• **GOAL OF THE EXERCISE**
The number of lines below holding the string "able" is the only answer wanted.

Saved entries:
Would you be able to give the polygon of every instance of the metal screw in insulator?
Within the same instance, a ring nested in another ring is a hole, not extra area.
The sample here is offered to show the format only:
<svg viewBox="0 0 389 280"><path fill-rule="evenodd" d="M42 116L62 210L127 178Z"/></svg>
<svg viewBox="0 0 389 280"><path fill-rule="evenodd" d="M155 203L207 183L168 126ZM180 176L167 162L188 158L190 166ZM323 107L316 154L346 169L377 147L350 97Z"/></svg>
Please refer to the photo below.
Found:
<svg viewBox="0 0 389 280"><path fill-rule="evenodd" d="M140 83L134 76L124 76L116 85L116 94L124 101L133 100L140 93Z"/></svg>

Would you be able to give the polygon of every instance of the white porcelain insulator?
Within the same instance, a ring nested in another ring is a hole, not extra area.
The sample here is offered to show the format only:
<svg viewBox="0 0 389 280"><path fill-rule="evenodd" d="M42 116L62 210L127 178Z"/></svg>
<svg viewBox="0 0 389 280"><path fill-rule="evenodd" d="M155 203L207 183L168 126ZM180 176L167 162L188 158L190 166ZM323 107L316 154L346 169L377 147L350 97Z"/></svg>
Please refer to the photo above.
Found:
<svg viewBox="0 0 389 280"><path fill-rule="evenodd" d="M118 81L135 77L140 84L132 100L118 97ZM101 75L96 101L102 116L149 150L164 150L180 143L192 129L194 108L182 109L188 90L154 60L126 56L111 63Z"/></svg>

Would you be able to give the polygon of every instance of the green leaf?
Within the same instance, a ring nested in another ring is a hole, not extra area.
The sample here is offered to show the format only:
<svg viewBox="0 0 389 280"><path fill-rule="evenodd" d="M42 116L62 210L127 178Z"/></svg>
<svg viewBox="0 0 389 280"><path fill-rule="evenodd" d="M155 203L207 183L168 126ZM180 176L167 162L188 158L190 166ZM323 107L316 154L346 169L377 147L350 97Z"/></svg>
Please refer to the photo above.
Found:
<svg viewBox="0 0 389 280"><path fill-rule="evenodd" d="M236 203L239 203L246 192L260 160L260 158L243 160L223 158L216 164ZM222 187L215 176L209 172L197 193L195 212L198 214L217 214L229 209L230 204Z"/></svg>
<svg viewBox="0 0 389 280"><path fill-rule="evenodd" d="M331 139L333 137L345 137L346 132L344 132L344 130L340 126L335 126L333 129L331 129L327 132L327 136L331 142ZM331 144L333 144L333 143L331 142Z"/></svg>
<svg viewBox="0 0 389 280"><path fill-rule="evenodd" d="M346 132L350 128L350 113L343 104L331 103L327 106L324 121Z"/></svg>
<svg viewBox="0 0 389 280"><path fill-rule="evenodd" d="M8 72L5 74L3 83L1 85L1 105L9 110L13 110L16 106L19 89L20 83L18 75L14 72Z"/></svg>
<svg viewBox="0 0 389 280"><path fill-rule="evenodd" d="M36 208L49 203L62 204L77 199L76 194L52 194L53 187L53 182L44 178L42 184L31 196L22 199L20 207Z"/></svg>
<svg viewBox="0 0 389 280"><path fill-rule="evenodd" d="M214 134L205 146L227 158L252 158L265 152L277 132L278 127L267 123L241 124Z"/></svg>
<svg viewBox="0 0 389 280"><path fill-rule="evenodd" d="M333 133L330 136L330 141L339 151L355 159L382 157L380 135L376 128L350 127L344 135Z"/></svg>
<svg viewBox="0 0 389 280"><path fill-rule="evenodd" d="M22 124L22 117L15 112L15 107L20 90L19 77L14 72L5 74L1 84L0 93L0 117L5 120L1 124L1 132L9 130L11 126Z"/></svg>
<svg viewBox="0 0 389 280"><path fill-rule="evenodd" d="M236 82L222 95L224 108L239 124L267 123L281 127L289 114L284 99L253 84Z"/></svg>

• **OUTPUT OF THE EXERCISE**
3